**Data excerpts:**
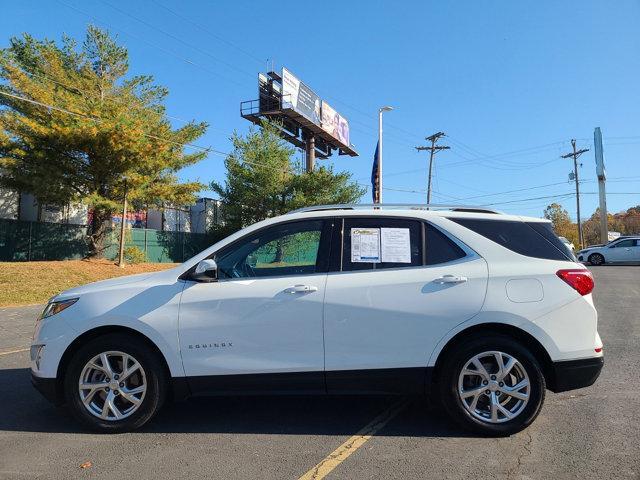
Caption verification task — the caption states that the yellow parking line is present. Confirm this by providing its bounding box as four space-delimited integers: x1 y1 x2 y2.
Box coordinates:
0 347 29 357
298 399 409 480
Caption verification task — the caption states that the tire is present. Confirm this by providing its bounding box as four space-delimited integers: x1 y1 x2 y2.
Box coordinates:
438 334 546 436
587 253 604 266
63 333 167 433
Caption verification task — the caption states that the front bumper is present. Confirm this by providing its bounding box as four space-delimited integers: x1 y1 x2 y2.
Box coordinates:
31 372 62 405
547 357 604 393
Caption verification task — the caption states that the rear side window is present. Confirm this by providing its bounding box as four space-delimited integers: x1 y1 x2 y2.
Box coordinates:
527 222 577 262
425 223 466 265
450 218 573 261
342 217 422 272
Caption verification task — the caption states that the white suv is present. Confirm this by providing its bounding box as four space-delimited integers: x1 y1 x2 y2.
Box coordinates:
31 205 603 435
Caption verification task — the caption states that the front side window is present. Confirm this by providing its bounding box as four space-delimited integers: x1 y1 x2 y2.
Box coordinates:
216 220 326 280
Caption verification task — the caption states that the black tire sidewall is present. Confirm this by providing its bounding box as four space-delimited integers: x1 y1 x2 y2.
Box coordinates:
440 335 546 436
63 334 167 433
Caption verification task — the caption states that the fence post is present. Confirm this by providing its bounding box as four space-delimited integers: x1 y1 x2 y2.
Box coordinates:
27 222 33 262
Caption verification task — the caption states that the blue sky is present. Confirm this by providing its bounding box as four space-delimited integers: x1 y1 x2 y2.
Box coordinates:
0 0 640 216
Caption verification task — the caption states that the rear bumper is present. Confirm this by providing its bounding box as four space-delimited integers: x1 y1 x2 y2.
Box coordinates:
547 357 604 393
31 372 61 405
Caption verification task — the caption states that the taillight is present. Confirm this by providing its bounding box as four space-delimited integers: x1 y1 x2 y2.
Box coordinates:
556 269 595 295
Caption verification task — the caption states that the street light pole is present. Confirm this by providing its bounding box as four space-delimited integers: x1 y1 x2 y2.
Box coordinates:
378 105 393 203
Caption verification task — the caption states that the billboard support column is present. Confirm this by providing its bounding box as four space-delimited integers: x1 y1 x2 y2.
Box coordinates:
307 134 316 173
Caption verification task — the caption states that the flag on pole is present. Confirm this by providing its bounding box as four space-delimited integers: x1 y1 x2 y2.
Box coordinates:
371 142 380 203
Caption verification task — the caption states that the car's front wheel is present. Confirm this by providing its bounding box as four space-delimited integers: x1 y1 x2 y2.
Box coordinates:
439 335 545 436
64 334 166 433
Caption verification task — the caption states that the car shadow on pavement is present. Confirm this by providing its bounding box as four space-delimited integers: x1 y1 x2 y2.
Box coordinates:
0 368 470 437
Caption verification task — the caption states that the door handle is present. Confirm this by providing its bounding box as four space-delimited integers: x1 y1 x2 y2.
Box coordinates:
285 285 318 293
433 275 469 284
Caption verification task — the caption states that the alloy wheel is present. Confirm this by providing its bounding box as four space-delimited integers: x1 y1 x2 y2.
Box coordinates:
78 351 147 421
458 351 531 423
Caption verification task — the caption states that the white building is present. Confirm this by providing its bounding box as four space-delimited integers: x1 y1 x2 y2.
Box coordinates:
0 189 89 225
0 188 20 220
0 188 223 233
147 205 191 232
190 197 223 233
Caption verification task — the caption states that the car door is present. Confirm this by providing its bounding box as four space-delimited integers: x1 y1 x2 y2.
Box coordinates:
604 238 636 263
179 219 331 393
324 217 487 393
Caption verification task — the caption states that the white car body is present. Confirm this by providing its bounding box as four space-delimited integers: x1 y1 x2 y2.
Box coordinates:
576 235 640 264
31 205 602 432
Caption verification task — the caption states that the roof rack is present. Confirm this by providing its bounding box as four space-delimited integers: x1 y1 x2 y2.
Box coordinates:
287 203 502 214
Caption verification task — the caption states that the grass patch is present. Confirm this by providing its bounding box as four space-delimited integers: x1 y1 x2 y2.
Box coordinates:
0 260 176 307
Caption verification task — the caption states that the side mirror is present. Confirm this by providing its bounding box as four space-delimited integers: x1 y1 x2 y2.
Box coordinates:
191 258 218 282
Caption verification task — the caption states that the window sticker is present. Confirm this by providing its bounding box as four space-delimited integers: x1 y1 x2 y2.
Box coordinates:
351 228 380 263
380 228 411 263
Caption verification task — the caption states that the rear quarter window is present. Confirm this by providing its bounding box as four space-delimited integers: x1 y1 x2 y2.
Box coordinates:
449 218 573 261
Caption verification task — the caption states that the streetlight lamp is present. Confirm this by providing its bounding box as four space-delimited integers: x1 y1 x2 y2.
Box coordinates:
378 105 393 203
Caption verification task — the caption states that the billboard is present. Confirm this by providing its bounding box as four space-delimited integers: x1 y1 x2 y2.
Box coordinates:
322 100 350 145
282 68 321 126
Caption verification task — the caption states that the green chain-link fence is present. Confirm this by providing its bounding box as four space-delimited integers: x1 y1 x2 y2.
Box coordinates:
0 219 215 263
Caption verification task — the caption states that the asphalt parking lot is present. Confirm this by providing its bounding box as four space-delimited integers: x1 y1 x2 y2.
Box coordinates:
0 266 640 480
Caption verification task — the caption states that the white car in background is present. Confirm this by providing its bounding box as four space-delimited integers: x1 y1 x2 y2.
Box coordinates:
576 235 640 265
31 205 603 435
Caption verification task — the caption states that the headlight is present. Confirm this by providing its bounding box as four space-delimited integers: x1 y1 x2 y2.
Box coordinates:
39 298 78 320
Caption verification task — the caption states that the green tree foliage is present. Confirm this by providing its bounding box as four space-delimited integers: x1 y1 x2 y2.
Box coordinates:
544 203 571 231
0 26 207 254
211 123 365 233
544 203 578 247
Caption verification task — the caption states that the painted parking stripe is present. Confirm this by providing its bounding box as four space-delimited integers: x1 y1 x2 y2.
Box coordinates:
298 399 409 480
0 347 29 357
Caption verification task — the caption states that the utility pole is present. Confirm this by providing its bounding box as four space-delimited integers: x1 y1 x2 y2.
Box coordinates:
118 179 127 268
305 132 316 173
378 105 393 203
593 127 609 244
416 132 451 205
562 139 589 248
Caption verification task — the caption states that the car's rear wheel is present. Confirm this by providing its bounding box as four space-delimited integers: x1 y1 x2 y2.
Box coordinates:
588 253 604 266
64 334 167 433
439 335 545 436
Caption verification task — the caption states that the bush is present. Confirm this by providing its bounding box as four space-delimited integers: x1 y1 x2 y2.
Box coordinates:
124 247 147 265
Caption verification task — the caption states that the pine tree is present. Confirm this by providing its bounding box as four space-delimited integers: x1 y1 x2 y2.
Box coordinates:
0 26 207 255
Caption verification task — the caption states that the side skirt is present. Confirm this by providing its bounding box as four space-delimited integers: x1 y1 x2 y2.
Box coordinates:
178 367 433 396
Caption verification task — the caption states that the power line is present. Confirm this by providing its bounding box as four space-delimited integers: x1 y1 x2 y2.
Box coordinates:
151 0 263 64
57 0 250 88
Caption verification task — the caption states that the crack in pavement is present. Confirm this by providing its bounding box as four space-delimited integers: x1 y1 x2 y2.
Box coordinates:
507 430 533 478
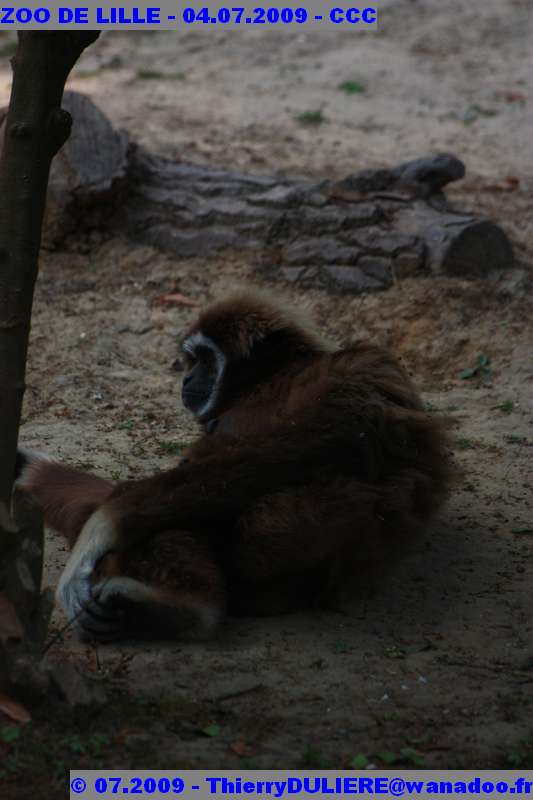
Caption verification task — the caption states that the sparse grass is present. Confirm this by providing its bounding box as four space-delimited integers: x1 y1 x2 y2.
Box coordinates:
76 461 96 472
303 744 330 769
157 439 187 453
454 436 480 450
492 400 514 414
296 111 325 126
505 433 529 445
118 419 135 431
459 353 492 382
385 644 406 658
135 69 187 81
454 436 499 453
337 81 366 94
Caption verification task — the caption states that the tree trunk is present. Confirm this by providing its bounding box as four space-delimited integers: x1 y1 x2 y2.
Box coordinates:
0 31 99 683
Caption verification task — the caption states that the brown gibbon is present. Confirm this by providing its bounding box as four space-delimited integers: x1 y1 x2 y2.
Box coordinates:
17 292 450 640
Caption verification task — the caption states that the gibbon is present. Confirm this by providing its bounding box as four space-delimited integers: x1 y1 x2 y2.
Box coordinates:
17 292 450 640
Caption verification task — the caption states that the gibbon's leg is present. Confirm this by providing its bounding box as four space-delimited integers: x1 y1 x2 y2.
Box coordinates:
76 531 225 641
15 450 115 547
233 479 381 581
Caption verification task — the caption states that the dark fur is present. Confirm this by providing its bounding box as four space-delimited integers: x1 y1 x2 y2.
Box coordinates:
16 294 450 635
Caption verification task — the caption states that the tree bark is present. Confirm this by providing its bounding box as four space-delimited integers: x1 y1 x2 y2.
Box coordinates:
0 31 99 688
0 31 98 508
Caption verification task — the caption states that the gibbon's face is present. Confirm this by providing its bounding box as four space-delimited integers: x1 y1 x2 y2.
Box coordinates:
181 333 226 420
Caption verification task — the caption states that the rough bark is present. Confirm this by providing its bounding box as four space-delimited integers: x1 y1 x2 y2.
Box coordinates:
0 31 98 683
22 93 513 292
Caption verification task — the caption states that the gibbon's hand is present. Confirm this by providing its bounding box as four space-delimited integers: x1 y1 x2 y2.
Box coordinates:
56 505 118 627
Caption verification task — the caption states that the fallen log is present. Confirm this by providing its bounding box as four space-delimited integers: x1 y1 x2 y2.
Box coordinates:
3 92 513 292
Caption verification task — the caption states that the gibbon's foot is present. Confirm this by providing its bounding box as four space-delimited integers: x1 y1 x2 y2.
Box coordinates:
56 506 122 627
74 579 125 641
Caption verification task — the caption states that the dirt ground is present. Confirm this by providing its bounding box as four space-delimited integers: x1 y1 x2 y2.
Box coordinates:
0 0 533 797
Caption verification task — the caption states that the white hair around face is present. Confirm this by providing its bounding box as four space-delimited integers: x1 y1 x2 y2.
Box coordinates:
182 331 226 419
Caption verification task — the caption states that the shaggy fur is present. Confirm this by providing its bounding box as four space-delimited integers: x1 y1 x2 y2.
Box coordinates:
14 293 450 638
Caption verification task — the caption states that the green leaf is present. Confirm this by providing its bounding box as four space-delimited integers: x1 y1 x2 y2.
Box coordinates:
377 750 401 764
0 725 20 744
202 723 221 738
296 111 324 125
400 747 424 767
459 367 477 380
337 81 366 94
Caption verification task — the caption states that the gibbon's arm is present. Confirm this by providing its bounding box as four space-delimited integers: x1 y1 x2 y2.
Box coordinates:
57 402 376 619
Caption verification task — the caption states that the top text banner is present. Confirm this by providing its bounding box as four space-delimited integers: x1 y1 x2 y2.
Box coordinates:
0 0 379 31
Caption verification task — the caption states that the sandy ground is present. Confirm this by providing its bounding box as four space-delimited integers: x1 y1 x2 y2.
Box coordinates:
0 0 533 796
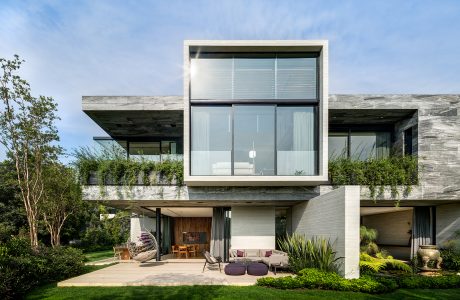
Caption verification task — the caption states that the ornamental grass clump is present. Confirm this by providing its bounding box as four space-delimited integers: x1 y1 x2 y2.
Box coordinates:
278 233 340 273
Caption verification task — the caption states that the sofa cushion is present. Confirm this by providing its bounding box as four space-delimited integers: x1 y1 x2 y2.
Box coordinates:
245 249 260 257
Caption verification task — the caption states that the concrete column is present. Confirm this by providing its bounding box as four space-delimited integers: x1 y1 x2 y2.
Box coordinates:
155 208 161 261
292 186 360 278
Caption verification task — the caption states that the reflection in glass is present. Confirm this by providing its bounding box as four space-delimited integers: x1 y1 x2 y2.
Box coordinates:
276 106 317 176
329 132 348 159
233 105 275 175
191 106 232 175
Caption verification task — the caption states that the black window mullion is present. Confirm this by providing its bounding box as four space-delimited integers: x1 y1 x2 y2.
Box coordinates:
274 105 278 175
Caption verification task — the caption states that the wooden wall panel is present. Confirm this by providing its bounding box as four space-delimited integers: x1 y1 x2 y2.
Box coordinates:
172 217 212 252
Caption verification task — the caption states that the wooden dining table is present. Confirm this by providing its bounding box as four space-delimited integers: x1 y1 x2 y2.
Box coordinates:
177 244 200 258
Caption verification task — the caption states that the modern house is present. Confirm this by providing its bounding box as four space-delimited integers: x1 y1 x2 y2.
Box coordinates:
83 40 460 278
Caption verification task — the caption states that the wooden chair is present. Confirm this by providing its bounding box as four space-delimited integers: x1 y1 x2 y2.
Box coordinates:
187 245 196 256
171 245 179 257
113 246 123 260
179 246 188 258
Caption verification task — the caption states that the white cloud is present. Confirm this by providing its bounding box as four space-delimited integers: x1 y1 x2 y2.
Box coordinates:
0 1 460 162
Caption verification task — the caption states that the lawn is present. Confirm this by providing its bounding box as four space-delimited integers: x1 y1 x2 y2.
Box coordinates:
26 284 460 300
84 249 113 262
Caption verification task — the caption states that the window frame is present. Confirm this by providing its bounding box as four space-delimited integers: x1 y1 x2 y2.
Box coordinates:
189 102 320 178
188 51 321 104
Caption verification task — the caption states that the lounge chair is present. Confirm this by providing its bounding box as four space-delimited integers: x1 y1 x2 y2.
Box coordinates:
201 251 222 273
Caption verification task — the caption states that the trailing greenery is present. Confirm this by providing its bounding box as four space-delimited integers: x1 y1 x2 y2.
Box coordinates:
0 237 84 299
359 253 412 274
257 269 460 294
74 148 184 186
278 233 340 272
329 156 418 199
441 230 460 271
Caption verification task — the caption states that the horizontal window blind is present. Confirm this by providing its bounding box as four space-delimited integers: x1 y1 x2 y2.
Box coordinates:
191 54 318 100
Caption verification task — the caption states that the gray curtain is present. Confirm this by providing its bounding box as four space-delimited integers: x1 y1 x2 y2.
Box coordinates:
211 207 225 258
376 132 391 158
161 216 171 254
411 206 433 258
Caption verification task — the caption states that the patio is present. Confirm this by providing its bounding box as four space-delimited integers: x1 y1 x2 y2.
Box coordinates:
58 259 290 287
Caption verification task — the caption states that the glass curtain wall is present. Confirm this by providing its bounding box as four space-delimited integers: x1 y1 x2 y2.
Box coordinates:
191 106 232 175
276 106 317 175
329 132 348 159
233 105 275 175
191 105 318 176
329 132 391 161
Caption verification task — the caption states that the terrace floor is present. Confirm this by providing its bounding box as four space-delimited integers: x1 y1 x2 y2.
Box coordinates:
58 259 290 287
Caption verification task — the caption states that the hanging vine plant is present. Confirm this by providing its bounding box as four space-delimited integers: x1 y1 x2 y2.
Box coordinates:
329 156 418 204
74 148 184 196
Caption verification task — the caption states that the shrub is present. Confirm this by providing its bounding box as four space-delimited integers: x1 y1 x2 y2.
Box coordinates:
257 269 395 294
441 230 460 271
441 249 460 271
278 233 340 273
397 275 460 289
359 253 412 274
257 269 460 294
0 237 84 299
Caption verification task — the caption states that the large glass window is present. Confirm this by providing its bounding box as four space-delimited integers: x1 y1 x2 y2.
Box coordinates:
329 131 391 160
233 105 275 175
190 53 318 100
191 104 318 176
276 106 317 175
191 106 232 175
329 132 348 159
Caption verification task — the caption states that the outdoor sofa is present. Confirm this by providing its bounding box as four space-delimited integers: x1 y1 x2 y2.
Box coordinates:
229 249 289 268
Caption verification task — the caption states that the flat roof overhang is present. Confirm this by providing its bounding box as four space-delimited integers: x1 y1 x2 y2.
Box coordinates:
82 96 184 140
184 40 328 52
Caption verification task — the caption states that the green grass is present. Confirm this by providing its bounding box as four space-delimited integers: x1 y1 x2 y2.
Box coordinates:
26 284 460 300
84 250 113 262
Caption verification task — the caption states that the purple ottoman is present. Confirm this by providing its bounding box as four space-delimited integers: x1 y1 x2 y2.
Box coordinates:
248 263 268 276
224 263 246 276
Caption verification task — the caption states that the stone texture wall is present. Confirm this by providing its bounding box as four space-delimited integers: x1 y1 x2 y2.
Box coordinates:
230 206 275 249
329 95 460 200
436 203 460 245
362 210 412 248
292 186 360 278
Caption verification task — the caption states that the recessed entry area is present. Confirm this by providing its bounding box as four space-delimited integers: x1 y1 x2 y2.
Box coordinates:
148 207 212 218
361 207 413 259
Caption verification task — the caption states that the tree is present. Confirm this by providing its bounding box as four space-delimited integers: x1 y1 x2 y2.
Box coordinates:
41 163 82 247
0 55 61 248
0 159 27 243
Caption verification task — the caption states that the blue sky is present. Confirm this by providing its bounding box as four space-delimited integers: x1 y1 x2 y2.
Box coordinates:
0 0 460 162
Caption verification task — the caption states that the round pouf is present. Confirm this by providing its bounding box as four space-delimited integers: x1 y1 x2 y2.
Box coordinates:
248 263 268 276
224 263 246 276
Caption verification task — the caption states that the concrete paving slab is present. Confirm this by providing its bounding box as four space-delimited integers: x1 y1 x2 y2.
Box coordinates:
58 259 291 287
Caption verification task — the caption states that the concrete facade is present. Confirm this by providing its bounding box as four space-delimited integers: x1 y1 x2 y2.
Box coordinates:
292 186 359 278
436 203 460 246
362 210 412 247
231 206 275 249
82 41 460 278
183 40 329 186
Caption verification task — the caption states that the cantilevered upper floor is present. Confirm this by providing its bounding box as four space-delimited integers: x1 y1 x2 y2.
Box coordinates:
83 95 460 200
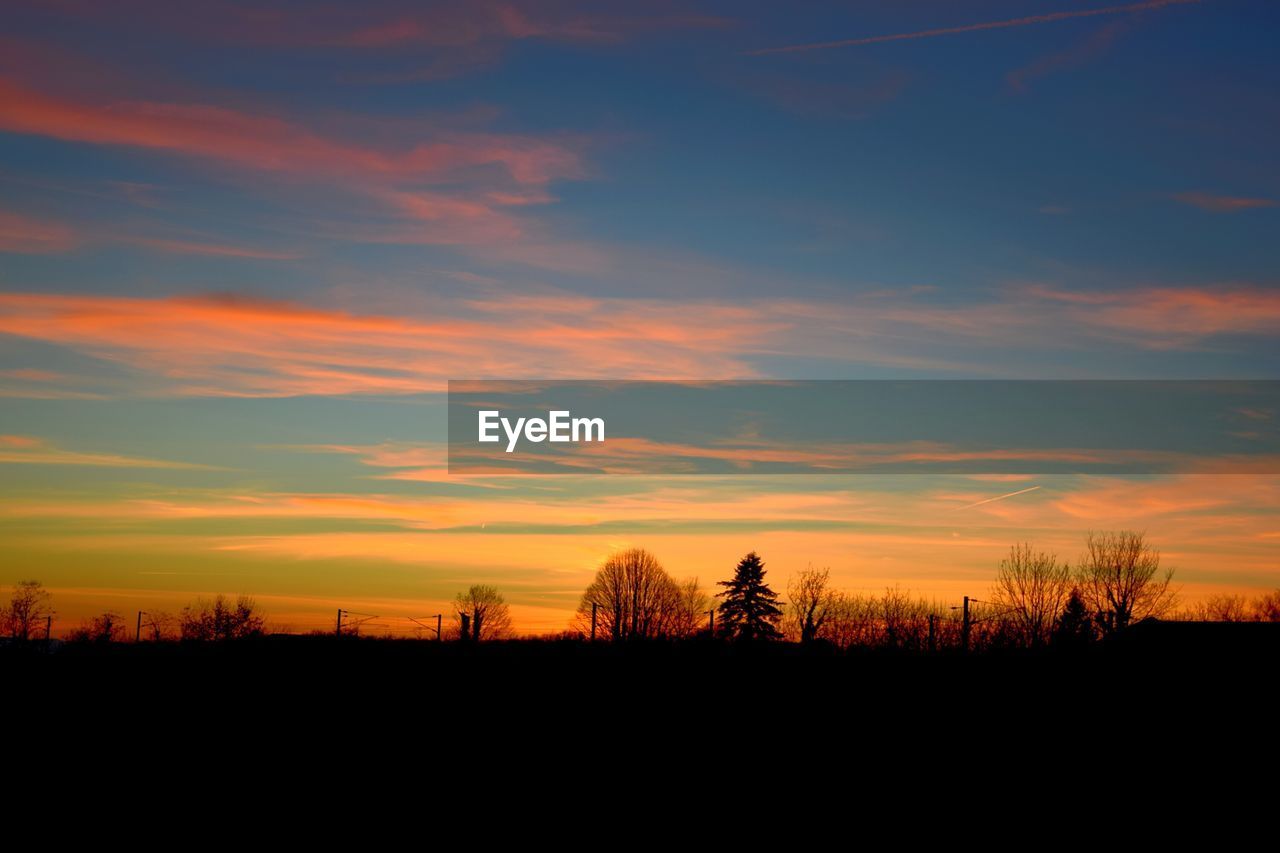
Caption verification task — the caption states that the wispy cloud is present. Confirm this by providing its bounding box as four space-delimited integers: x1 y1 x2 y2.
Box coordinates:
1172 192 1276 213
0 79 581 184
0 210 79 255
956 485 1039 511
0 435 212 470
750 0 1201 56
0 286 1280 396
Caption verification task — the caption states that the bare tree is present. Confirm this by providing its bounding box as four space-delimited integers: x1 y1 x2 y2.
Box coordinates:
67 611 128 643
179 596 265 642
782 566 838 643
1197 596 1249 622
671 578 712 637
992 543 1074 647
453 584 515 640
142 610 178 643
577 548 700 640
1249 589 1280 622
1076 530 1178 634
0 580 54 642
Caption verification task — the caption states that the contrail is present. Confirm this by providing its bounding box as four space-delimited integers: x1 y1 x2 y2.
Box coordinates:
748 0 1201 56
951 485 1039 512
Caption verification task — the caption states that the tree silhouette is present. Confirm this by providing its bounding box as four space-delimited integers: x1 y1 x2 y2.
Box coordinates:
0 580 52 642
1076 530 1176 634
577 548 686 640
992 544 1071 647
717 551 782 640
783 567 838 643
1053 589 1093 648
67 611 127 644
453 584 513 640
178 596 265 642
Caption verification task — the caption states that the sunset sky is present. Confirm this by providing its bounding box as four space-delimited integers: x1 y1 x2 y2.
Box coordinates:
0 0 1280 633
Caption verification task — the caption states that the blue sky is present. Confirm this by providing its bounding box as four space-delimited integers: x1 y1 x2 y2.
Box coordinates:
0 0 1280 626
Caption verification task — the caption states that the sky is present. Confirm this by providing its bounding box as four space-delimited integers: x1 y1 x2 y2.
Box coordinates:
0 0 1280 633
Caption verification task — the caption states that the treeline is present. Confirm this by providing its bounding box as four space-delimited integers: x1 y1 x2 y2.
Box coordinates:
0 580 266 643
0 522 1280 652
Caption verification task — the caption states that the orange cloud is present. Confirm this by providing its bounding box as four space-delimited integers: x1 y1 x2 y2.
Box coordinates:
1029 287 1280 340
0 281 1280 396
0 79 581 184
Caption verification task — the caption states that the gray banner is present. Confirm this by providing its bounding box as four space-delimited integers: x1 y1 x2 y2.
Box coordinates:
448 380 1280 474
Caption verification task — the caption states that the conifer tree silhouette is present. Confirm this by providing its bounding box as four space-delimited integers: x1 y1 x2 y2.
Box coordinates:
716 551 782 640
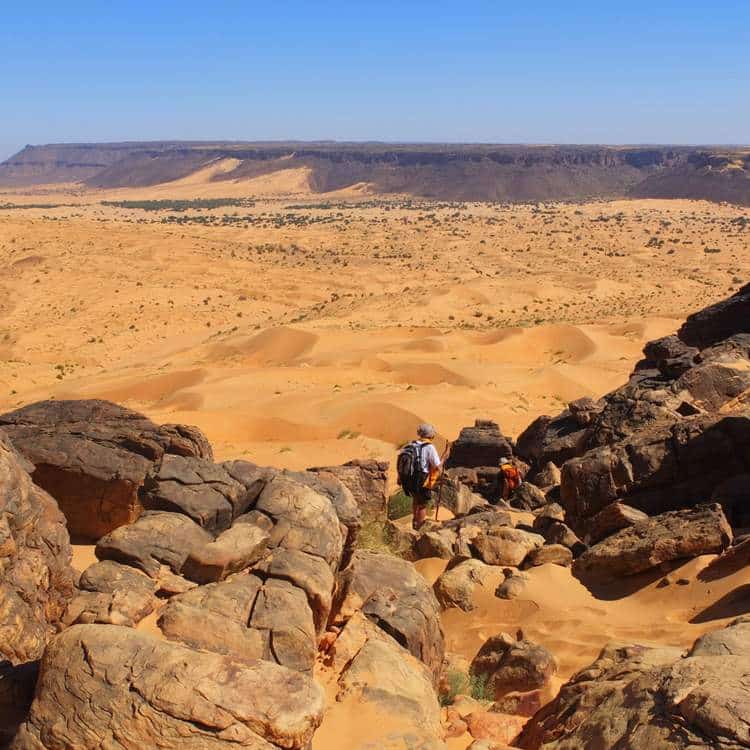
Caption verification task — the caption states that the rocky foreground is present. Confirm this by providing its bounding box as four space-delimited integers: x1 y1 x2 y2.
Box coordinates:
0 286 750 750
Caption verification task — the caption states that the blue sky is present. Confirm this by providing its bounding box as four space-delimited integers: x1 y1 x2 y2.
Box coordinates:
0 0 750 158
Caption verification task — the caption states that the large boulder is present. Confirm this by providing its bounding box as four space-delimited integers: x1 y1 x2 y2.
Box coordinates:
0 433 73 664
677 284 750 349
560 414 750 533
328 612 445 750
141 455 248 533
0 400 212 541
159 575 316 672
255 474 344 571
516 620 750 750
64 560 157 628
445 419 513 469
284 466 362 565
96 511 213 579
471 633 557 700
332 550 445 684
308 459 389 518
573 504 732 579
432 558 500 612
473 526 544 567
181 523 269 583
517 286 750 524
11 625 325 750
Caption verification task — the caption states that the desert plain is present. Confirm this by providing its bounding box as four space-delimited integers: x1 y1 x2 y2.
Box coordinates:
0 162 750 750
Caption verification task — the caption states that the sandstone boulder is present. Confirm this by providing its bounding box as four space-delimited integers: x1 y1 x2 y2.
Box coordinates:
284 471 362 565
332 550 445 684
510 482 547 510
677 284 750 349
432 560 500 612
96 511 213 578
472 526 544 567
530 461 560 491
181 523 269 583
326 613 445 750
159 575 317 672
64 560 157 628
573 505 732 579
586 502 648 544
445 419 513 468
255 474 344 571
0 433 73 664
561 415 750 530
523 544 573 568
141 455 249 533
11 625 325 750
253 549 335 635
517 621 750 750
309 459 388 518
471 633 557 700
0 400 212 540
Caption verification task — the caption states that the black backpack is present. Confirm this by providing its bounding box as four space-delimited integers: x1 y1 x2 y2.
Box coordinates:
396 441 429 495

**Instructions for the task:** Transcribe exactly the line containing "that the sandstone" and all remaining lines of the material, ending with the last one.

**Worked answer:**
Caption verification task — the caption states that the sandstone boulder is present. Confirm this by providing its bounding box as four space-delimited integers: x1 y1 x2 y2.
Box coordinates:
284 471 362 565
332 550 445 684
510 482 547 510
677 284 750 349
432 560 500 612
96 511 213 578
472 526 544 567
530 461 560 491
181 523 269 583
326 613 445 750
159 575 317 672
64 560 157 628
573 505 732 579
586 502 648 544
445 419 513 468
255 474 344 571
0 433 73 664
561 415 750 530
523 544 573 568
141 455 249 533
11 625 325 750
253 549 335 635
517 621 750 750
309 459 388 518
471 633 557 700
0 400 212 540
Caption verification task — the caption states that the black backpack is present. Confirm this by providing its bounding box as four space-delimited integers: x1 y1 x2 y2.
Box coordinates:
396 441 429 495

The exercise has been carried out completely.